• _CONSIGNES_:
• A. Indiquez si chacune des affirmations suivantes concorde avec l’extrait sur le vélo, en répondant par oui ou par non et en citant textuellement les mots qui tranchent : (i) après la guerre, le vélo était perçu en France comme un objet de pauvre ; (ii) le prestige de la voiture demeure uniforme dans les villes développées d’Afrique ; (iii) le prochain reportage est prévu après le référendum du 23 juin.
• B. Résumez l’extrait sur le vélo en deux phrases.

• _EXTRAIT DU TEXTE_:
━━━━━━━━━━

Le vélo reste un outil de développement économique. En France, dans les années qui ont suivi la guerre, le vélo était vu comme un objet “de pauvre”. Aujourd’hui, certains jeunes couples préfèrent mettre jusqu’à 3 000 € dans un équipement vélo plutôt que dans une seconde voiture, quand ils ne se mettent pas à l’autopartage. Dans les pays émergents aujourd’hui, comme chez nous il y a encore quelques décennies, la réussite se matérialise souvent par la voiture. Pour autant, même en Afrique, dans les villes développées, nous constatons du mieux. Le prestige de la voiture n’est plus aussi uniforme, et ça c’est plutôt une bonne nouvelle.
- Quel sera votre prochain reportage consacré au vélo ?
Si tout se passe bien il est prévu en amont du référendum du 23 juin sur le Brexit, qui doit décider si la Grande-Bretagne reste ou non dans l’Union européenne. Sauf imprévu nous devrions caler un reportage sur place quelques semaines avant cette date. À vélo bien entendu – c’est un tel facilitateur de rencontres !

━━━━━━━━━━

• _DONNÉES FOURNIES_:
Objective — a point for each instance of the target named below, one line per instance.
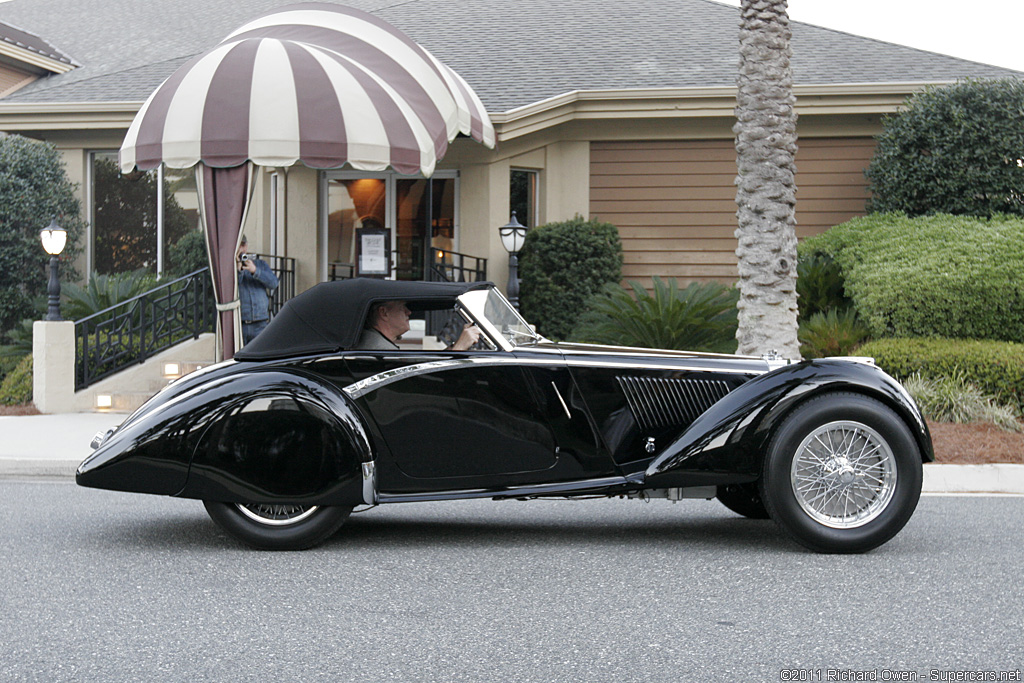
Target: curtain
(224, 195)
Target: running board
(509, 492)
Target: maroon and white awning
(316, 83)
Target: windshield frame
(475, 304)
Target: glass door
(420, 213)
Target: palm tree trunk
(766, 144)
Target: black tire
(743, 499)
(842, 474)
(278, 526)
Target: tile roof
(513, 53)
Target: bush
(104, 291)
(699, 317)
(837, 332)
(952, 150)
(34, 188)
(820, 286)
(188, 254)
(955, 399)
(16, 386)
(933, 275)
(995, 368)
(562, 265)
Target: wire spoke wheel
(278, 515)
(844, 474)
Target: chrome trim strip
(510, 492)
(365, 386)
(561, 400)
(370, 482)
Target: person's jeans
(250, 330)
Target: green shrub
(18, 340)
(562, 265)
(699, 317)
(837, 332)
(101, 292)
(16, 386)
(34, 188)
(955, 399)
(952, 150)
(7, 364)
(188, 254)
(995, 368)
(932, 275)
(820, 285)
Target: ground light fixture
(53, 238)
(513, 235)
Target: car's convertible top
(329, 316)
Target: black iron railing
(284, 267)
(450, 266)
(134, 330)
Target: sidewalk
(52, 445)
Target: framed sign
(373, 252)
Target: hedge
(941, 275)
(561, 266)
(995, 368)
(16, 387)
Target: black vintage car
(283, 441)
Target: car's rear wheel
(743, 499)
(843, 474)
(278, 526)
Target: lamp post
(53, 238)
(513, 233)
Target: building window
(522, 196)
(130, 228)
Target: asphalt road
(105, 586)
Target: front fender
(256, 435)
(732, 435)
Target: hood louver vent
(659, 402)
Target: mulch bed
(976, 443)
(960, 444)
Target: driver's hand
(470, 335)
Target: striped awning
(321, 84)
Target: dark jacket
(253, 292)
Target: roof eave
(16, 117)
(695, 102)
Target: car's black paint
(354, 427)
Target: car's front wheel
(843, 474)
(278, 526)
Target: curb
(998, 478)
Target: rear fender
(255, 436)
(732, 435)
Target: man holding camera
(256, 284)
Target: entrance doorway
(420, 213)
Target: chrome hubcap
(844, 474)
(276, 515)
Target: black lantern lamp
(513, 235)
(54, 238)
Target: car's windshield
(498, 317)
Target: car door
(465, 420)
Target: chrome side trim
(363, 387)
(370, 482)
(561, 400)
(510, 492)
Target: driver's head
(390, 318)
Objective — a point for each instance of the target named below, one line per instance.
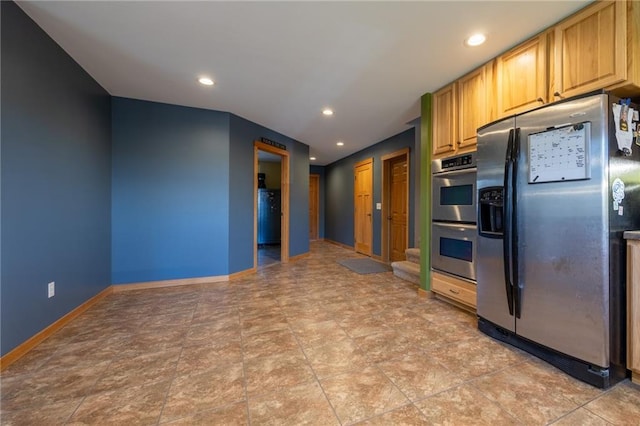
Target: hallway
(308, 342)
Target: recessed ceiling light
(475, 40)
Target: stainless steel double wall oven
(453, 226)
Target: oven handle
(455, 172)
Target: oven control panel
(465, 161)
(462, 160)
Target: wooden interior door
(398, 206)
(314, 206)
(363, 205)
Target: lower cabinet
(461, 293)
(633, 308)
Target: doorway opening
(363, 207)
(314, 206)
(395, 205)
(271, 205)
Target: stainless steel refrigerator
(556, 189)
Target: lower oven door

━━━━━━━━━━

• _RÉPONSES_:
• A.
(i) Oui : « En France, dans les années qui ont suivi la guerre, le vélo était vu comme un objet “de pauvre” ».
(ii) Non : « Le prestige de la voiture n’est plus aussi uniforme ».
(iii) Non : « il est prévu en amont du référendum du 23 juin sur le Brexit ».

• B. Le vélo, autrefois vu en France comme un objet de pauvre, reste un outil de développement économique : certains jeunes couples préfèrent aujourd’hui y consacrer jusqu’à 3 000 € plutôt que d’acheter une seconde voiture, et si la voiture matérialise encore souvent la réussite dans les pays émergents, son prestige n’y est plus aussi uniforme, même dans les villes développées d’Afrique. Le prochain reportage, à vélo, devrait se faire sur place quelques semaines avant le référendum du 23 juin sur le maintien de la Grande-Bretagne dans l’Union européenne.